◆ Reading text ◆

********

The White House and Congress are working on a package deal that would exchange new restrictions on online expression for federal preemption of state and local AI regulations, according to a policy analysis published June 17, 2026 by the James Madison Institute's Center for Technology and Innovation. The report, authored by policy analyst Turner Loesel, warns that the proposed bargain would impose "real and immediate cost on how Americans can express themselves online" in return for only narrow, still-undefined relief from state AI laws. High-ranking Trump administration officials held meetings last Monday to gauge support for the deal, which would bundle kids' online safety and digital likeness bills in exchange for limited federal preemption of certain state AI regulations.
Senator Marsha Blackburn is leading negotiations with the White House to shape the final package, which currently includes her Kids Online Safety Act (KOSA), the App Store Accountability Act (ASAA), and the NO FAKES Act. In return, the administration would receive what Blackburn's office calls "subject-matter" preemption—blocking states from regulating only the specific topics covered in the package rather than AI regulations broadly. Kids' safety organizations present at Monday's meeting are also pushing to add Senator Josh Hawley's GUARD Act to the deal. The Trump administration has repeatedly tried and failed to secure relief from state AI regulations since last June, making the offer tempting despite its costs. The substantive details of how expansive or narrow the federal preemption would be remain unknown to the public.
According to the report, KOSA would require online platforms to "exercise reasonable care" in design features to prevent harms to minors including anxiety, depression, or eating disorders, likely forcing platforms to suppress, demote, or age-gate protected speech. The App Store Accountability Act would mandate age verification for every single user and parental consent before minors can download any application or install major updates, forcing "every adult to prove their identity to reach lawful content." The NO FAKES Act would create a federal property right in voice and likeness with a notice-and-takedown regime that platforms would be "incentivized to delete first and ask questions later," the report states. The GUARD Act would explicitly require every user of AI companion chatbots to verify their age using government-issued ID or personal banking data, barring adults unwilling to sacrifice privacy from using AI tools.

********

◆ Work item ◆
From the article on the proposed AI preemption deal, return word for word the passage that opens with the words containing "Senator Marsha Blackburn" and closes with "to the public.".

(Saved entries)
********

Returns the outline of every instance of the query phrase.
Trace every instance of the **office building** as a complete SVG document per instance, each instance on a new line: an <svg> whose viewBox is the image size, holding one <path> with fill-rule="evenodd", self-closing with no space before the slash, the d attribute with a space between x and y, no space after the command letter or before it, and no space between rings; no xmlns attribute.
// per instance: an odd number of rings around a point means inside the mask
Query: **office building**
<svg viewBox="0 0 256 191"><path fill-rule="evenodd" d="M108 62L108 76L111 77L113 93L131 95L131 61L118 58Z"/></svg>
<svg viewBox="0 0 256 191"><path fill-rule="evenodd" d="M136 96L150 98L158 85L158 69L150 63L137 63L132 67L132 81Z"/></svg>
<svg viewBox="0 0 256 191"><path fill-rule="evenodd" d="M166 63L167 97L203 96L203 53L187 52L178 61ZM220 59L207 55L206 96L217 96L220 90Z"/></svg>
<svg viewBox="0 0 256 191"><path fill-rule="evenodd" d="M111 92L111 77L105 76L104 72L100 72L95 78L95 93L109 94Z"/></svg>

********

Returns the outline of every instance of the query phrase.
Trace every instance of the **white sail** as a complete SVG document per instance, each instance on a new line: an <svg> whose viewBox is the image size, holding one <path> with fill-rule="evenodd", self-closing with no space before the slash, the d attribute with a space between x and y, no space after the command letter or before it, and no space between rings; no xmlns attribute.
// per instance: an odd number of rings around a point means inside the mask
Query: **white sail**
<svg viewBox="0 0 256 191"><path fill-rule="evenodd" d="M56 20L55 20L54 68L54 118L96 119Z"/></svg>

********

◆ Written answer ◆
Senator Marsha Blackburn is leading negotiations with the White House to shape the final package, which currently includes her Kids Online Safety Act (KOSA), the App Store Accountability Act (ASAA), and the NO FAKES Act. In return, the administration would receive what Blackburn's office calls "subject-matter" preemption—blocking states from regulating only the specific topics covered in the package rather than AI regulations broadly. Kids' safety organizations present at Monday's meeting are also pushing to add Senator Josh Hawley's GUARD Act to the deal. The Trump administration has repeatedly tried and failed to secure relief from state AI regulations since last June, making the offer tempting despite its costs. The substantive details of how expansive or narrow the federal preemption would be remain unknown to the public.